╭─ Data lines
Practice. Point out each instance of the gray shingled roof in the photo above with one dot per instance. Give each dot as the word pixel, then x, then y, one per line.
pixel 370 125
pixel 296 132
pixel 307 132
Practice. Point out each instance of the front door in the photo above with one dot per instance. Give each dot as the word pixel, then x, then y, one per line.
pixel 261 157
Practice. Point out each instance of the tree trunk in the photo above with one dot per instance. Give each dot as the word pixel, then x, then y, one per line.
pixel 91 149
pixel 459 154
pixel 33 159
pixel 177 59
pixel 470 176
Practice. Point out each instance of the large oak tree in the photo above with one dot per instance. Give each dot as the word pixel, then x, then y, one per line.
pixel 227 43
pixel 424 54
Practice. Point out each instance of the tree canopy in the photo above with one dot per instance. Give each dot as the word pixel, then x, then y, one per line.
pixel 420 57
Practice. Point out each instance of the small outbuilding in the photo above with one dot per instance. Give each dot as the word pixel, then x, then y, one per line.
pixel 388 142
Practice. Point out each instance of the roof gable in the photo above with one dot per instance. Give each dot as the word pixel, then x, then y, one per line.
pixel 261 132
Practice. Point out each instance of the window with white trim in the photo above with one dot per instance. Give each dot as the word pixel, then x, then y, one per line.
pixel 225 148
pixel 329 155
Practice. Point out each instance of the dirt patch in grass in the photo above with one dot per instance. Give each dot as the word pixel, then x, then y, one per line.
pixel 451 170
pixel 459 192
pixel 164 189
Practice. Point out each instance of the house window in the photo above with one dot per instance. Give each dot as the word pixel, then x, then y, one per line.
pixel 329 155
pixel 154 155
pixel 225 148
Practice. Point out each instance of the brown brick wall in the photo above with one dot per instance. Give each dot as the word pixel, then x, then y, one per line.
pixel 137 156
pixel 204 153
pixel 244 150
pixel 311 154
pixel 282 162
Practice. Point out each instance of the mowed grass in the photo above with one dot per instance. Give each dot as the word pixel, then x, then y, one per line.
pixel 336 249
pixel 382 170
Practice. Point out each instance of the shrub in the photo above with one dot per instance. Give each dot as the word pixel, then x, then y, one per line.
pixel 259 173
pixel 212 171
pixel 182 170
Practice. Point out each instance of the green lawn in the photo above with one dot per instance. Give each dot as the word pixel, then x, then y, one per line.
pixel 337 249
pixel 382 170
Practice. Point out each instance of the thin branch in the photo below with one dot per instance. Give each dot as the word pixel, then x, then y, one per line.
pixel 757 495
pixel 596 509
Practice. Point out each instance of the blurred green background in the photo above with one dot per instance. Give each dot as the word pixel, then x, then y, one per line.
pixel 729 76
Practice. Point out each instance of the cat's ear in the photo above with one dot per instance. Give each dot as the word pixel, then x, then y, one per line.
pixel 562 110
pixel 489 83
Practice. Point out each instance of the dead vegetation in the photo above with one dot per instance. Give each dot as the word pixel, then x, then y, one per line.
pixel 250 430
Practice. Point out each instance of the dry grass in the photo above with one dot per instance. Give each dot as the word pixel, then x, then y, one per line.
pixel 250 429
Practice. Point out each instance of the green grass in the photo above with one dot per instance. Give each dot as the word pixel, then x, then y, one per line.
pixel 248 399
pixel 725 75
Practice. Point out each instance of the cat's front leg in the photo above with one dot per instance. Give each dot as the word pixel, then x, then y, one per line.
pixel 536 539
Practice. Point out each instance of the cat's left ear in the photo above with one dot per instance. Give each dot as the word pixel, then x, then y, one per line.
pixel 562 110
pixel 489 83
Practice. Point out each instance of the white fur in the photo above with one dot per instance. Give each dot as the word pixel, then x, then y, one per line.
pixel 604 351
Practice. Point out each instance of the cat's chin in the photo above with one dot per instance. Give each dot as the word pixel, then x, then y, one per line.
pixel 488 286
╰─
Exercise goal:
Lay out every line of all the records above as a JSON list of strings, one string per line, skipping any blank lines.

Answer to this task:
[
  "Practice. Point out each instance of the gray shingled roof in the photo above with one dot per instance. Give each dot as the word pixel, then x, then y, one per line.",
  "pixel 370 125",
  "pixel 296 132",
  "pixel 307 132",
  "Practice. Point out each instance of the front door in the photo above with one dot per instance. Give each dot as the word pixel, then x, then y, one per line.",
  "pixel 261 157",
  "Practice. Point out each instance of the tree trunk in the photo above with one dot per instance. Give each dot as the word pixel, then x, then y, one per line.",
  "pixel 91 149",
  "pixel 459 154",
  "pixel 33 159",
  "pixel 177 59",
  "pixel 470 176",
  "Practice. Point out each instance of the large oak tree in the photo above with one dot per instance. Give each dot as the word pixel, then x, then y, one per line.",
  "pixel 227 43",
  "pixel 424 54",
  "Practice. Point out each instance of the tree canopy in the photo above with one dot per instance. Give each dot as the word pixel, then x, then y, one per line.",
  "pixel 420 57",
  "Practice. Point out each instance of the small outbuilding in the photo above with one dot per instance. Give each dot as the word pixel, then x, then y, one per line.",
  "pixel 388 142",
  "Practice. Point out each instance of the roof gable in the photo above with one dot per instance. Give each dot as the word pixel, then x, then y, one per line.",
  "pixel 261 132",
  "Practice. Point out each instance of the window with white trim in the photo above with one dot per instance. Give each dot as the word pixel, then x, then y, one per line.",
  "pixel 225 148",
  "pixel 329 155",
  "Practice. Point out each instance of the dirt patch in grass in the photo above with one dot per instance. Give each dot as the word pixel, then x, then y, one per line.",
  "pixel 451 170",
  "pixel 459 192",
  "pixel 164 189",
  "Practice. Point out each instance of the house window in the photo above with one dot per instance. Give each dot as the word pixel, then x, then y, one per line.",
  "pixel 329 155",
  "pixel 154 155",
  "pixel 225 148",
  "Practice. Point out each instance of the brown brick wall in the photo above with one dot per instance. Give each dot as the word pixel, then x, then y, one per line.",
  "pixel 137 156",
  "pixel 204 153",
  "pixel 244 150",
  "pixel 311 154",
  "pixel 282 162",
  "Practice. Point out each instance of the mowed grass in the photo above with one dot per instance. Give each dot as the word pixel, then x, then y, one per line.",
  "pixel 336 249",
  "pixel 382 170",
  "Practice. Point out each instance of the shrub in the photo above with one dot per instance. Give each dot as the word pixel, then x, then y, one per line.",
  "pixel 259 173",
  "pixel 212 171",
  "pixel 182 170",
  "Practice. Point out each instance of the green lawn in the photo above with one dot per instance. Give each dot as the word pixel, then x, then y, one per line.",
  "pixel 337 249",
  "pixel 382 170",
  "Practice. Point out each instance of the thin branch in the photo below with one dot per instance. Give each dot as the word pixel, then x, then y, one per line.",
  "pixel 757 495",
  "pixel 596 509",
  "Practice. Point out each instance of the blurred green background in the photo above with one dot per instance. Give each dot as the word pixel, then x, then y, one per line.",
  "pixel 729 76",
  "Practice. Point out each instance of the cat's ear in the photo above with one dot per instance. Give each dot as the word pixel, then x, then y, one per line.",
  "pixel 562 110",
  "pixel 489 83",
  "Practice. Point out each instance of the dead vegetation in the photo above with one dot per instance. Give each dot as the word pixel, then x, then y, one per line.",
  "pixel 250 430",
  "Practice. Point out each instance of the dry grass in the photo above with one dot per instance. Give each dot as the word pixel, then x, then y, one per line.",
  "pixel 250 429",
  "Practice. Point out each instance of the green grass in the photo above with one dot per instance. Give each dot as the word pixel, then x, then y, one per line.",
  "pixel 248 399",
  "pixel 725 75",
  "Practice. Point out each instance of the cat's front leg in the photo above with one dot per instance. Give each dot as the word pixel, then x, then y, one per line.",
  "pixel 536 539",
  "Practice. Point out each instance of the cat's left ear in the photo above with one dot per instance. Give each dot as the word pixel, then x, then y, one per line.",
  "pixel 562 110",
  "pixel 489 83",
  "Practice. Point out each instance of the white fur in the photo above with one dot per instance. Give each dot as the word pixel, then x, then y, one per line.",
  "pixel 604 351",
  "Practice. Point out each instance of the cat's chin in the photo above with one dot per instance. Give each dot as the word pixel, then x, then y, one per line.",
  "pixel 488 286"
]